** start Input material **
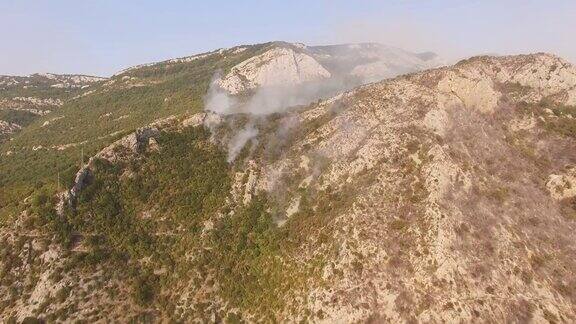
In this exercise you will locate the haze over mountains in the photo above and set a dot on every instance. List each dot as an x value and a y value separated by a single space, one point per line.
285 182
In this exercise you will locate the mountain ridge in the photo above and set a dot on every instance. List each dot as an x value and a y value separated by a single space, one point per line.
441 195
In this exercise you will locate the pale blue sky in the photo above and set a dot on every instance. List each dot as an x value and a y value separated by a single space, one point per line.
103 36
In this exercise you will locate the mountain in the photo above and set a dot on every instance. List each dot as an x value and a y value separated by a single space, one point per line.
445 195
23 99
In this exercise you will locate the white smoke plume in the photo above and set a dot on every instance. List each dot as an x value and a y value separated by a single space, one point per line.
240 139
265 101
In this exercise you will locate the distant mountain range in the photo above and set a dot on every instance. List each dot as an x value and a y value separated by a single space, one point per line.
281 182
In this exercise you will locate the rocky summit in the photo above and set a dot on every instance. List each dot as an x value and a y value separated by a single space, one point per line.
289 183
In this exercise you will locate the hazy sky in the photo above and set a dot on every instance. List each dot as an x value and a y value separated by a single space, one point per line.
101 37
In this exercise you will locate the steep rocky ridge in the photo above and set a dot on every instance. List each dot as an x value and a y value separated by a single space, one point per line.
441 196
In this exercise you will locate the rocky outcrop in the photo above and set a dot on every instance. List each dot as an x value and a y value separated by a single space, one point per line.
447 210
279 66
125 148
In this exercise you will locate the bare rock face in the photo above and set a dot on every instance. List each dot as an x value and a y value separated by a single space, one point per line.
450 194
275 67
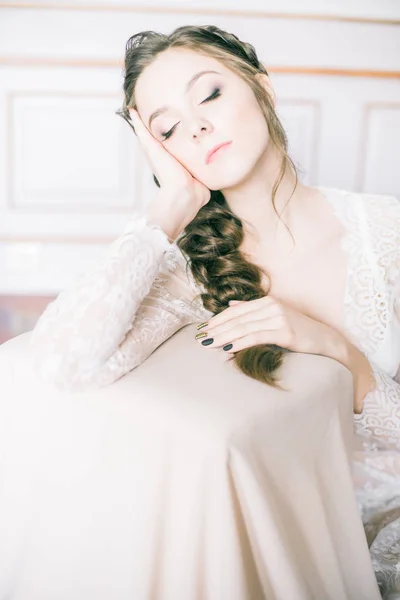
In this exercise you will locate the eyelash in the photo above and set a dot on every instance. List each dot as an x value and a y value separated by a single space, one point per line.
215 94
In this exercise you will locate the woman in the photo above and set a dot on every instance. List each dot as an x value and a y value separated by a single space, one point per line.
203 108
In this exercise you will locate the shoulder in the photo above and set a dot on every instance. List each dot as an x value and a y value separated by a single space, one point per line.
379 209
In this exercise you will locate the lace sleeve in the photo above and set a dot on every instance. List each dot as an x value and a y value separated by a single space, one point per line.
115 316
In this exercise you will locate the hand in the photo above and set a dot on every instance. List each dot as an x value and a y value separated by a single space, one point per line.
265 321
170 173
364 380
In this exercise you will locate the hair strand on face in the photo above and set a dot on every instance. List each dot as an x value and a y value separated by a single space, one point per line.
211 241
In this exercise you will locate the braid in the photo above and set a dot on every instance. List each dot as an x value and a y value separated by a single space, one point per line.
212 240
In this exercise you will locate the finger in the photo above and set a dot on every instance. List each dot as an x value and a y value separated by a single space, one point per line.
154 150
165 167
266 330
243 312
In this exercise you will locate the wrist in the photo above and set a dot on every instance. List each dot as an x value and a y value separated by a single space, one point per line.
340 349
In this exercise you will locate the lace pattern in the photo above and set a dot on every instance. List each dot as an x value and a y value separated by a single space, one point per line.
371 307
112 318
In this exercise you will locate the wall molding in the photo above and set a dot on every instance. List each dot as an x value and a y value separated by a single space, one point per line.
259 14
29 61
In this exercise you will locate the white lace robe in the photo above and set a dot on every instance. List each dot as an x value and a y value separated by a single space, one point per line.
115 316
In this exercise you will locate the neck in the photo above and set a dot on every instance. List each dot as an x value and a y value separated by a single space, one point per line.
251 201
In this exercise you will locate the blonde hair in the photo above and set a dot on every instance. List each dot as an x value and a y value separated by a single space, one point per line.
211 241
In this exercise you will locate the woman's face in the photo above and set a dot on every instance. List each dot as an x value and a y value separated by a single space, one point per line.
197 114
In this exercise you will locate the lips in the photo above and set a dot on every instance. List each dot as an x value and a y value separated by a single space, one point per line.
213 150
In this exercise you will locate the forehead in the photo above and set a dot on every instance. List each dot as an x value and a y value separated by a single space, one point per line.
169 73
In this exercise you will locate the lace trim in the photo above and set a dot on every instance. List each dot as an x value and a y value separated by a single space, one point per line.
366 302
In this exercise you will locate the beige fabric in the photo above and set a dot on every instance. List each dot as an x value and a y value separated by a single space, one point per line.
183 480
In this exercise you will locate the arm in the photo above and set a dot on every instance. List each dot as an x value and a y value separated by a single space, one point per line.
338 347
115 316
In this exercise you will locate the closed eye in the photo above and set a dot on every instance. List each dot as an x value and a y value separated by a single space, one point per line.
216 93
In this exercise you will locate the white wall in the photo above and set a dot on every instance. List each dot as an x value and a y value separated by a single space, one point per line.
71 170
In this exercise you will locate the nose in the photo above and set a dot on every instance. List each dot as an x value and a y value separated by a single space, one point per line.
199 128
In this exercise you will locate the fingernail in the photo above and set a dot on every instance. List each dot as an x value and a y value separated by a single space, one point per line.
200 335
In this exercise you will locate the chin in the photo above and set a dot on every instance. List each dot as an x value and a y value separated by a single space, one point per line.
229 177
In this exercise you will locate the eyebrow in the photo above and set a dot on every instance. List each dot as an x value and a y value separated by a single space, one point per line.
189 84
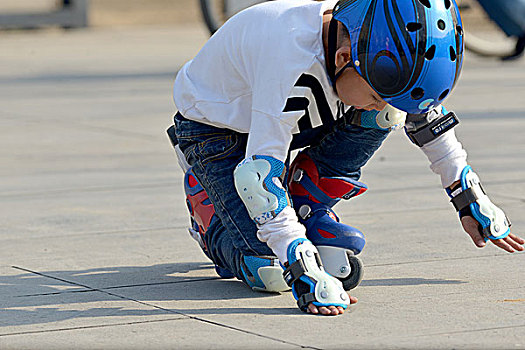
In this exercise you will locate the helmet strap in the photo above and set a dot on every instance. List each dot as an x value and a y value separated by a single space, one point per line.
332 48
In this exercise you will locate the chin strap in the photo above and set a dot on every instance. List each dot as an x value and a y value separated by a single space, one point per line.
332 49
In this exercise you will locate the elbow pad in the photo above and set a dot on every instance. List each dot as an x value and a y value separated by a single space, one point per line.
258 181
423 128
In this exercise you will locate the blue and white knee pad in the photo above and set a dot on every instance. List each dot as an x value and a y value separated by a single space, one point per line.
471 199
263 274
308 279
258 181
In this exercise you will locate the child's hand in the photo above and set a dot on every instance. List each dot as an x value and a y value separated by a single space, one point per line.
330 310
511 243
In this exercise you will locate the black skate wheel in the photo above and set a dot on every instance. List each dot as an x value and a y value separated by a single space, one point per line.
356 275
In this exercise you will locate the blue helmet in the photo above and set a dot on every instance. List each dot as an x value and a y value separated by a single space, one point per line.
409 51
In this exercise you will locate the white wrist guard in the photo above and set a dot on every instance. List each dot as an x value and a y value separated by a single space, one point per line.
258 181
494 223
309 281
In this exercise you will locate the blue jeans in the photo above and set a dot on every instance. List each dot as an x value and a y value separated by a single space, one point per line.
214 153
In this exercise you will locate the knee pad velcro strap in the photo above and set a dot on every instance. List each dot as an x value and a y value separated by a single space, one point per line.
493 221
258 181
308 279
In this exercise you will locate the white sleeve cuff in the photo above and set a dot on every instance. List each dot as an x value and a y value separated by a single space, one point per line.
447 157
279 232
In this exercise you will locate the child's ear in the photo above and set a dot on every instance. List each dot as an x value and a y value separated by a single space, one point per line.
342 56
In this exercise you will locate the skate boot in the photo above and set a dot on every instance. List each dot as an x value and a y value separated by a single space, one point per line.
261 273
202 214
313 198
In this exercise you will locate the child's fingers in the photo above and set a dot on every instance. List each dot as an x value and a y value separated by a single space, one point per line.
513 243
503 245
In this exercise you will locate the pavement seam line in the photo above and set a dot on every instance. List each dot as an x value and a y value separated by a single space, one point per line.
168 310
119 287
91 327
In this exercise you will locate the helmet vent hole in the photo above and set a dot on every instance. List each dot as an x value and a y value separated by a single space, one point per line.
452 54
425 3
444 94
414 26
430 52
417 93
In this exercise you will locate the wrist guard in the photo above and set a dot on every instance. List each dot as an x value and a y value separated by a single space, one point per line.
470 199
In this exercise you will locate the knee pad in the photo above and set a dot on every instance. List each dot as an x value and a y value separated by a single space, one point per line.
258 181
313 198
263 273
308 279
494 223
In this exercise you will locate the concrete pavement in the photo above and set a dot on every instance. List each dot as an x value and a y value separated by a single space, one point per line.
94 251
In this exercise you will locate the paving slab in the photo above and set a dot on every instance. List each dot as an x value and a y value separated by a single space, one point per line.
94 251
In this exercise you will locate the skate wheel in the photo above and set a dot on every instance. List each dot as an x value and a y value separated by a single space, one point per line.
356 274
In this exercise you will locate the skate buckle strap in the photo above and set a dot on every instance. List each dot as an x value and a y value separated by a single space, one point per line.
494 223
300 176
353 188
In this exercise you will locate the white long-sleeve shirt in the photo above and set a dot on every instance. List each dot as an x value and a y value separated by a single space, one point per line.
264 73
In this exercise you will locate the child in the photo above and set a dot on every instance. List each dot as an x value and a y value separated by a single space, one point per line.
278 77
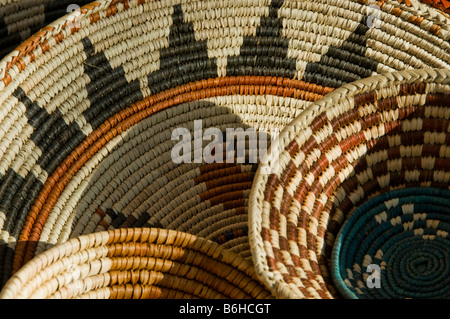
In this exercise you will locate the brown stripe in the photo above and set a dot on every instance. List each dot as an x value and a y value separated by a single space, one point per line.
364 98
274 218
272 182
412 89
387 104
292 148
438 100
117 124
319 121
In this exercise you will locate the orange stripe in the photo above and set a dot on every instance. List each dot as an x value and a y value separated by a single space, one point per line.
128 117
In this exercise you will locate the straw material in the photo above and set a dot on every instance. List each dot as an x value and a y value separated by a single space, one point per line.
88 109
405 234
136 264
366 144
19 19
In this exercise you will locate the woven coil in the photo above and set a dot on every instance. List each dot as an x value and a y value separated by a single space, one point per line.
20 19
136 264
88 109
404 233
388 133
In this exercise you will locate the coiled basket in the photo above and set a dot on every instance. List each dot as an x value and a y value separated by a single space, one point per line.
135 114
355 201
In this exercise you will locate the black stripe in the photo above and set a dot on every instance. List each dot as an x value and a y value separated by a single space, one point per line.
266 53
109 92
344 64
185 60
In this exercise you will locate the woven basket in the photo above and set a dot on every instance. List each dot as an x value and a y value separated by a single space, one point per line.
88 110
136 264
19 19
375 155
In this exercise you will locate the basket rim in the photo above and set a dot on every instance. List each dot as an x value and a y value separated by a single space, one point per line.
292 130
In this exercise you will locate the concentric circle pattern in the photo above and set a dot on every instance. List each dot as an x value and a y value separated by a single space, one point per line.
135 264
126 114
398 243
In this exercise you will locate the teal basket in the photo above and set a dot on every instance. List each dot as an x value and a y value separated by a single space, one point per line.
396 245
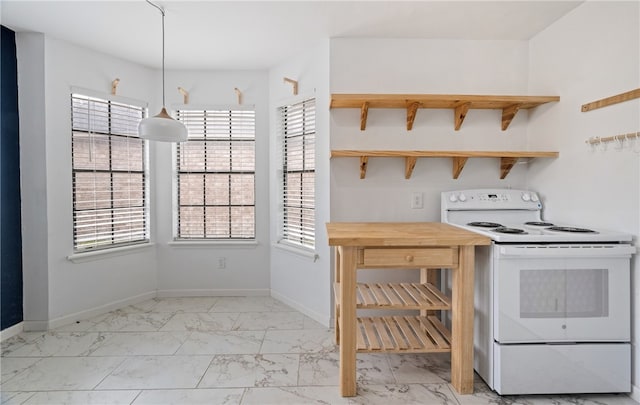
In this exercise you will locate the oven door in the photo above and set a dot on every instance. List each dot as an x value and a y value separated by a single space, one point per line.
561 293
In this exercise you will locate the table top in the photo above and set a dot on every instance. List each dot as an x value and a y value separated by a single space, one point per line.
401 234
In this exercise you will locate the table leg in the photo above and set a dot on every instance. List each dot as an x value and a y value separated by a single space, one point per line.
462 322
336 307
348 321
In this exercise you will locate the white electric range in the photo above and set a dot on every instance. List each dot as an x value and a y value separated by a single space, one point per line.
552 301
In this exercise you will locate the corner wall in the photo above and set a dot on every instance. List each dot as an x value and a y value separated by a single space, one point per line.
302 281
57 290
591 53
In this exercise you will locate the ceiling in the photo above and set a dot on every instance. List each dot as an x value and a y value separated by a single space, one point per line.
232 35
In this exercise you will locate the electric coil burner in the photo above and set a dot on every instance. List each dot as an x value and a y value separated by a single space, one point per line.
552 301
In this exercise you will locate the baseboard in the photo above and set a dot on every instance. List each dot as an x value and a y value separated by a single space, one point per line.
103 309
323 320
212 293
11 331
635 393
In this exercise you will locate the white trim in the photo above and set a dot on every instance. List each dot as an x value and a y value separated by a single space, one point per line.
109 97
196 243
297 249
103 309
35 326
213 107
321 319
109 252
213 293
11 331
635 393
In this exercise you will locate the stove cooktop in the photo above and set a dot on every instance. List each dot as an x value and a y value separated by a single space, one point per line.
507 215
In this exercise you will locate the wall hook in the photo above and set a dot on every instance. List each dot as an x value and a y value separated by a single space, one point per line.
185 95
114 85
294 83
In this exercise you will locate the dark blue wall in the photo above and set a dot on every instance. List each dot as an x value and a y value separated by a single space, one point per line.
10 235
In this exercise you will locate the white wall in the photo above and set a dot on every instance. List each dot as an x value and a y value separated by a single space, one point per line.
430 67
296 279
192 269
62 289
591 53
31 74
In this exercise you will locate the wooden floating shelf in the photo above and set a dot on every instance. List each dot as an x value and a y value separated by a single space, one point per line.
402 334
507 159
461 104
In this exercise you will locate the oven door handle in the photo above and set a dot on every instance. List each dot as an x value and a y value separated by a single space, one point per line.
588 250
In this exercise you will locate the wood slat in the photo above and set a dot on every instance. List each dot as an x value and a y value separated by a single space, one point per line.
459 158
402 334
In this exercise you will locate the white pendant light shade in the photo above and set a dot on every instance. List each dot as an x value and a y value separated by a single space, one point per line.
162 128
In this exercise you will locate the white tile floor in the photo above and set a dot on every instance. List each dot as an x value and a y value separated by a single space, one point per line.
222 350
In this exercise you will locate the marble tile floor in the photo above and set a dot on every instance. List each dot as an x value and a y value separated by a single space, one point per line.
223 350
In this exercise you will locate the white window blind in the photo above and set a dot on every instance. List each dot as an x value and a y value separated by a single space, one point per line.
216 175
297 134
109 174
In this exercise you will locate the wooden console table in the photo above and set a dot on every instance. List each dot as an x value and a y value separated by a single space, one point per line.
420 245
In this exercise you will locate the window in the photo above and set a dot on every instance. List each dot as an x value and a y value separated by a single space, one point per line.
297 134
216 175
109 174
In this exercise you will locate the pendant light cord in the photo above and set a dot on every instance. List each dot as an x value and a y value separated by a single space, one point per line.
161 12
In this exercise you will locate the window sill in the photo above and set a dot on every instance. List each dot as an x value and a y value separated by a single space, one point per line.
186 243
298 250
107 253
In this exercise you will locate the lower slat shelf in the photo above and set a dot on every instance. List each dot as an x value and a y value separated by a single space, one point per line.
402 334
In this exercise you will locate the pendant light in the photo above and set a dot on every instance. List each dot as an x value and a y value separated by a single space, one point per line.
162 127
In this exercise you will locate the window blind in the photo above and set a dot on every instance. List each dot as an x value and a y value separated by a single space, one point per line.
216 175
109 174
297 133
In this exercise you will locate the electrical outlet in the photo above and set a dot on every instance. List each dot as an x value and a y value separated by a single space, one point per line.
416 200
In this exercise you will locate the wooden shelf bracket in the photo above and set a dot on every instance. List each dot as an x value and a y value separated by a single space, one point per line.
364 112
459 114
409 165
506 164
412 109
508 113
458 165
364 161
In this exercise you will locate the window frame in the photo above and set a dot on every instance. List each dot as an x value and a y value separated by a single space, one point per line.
** end Input material **
All lines from the one that contains "In this exercise you will locate the window in" through the end of the material are to be quoted exactly, with both ends included.

In this exercise you will locate the window in the photo above and set a dot on every instance. List each dot as an x value and a y value separated by a single space, one point per line.
297 134
216 175
109 174
In this exercise you will locate the pendant light cord in the photo above and set a dot on every instance. List each dot as an x value and a y value separated by a single space, one point per line.
161 12
In this exercise you will locate the window sill in the photo above and set a dot on every instance. List each dot as an x value and a y value separated by a single space, one point per line.
186 243
298 250
107 253
In this exercise you will locate the lower slat shelf in the photo above and set a dot on every instance. List each dot as an x value and a y value separated by a single space, one point per line.
402 334
In this exercise you will locate the pendant light in the photo above and set a dot on every instance. List each dot as an x value and a y value separated by a single space, one point per line.
162 127
In this exercise you will locate the window blind in the photo above and set a dot on every instance. List each dot as an x value and a y value separated by a single space, one point per line.
216 175
109 174
297 133
In this exercise you will locate the electrical outlet in the photo above and set a dot on every instance. List each dot as an x value and a y value separated by a single space, one point per line.
416 200
In this exercise you will locate the wooden shelf bracket in the photo above and set a dot on every instance. List each dot as an x value and a y value separated by a single space, one point per line.
364 112
459 114
409 165
506 164
412 109
508 113
458 165
364 161
In this exercise you will locate the window frame in the photo above and set a dot on every instance. List each dot as an x value and a y value separated by a single space, one point per line.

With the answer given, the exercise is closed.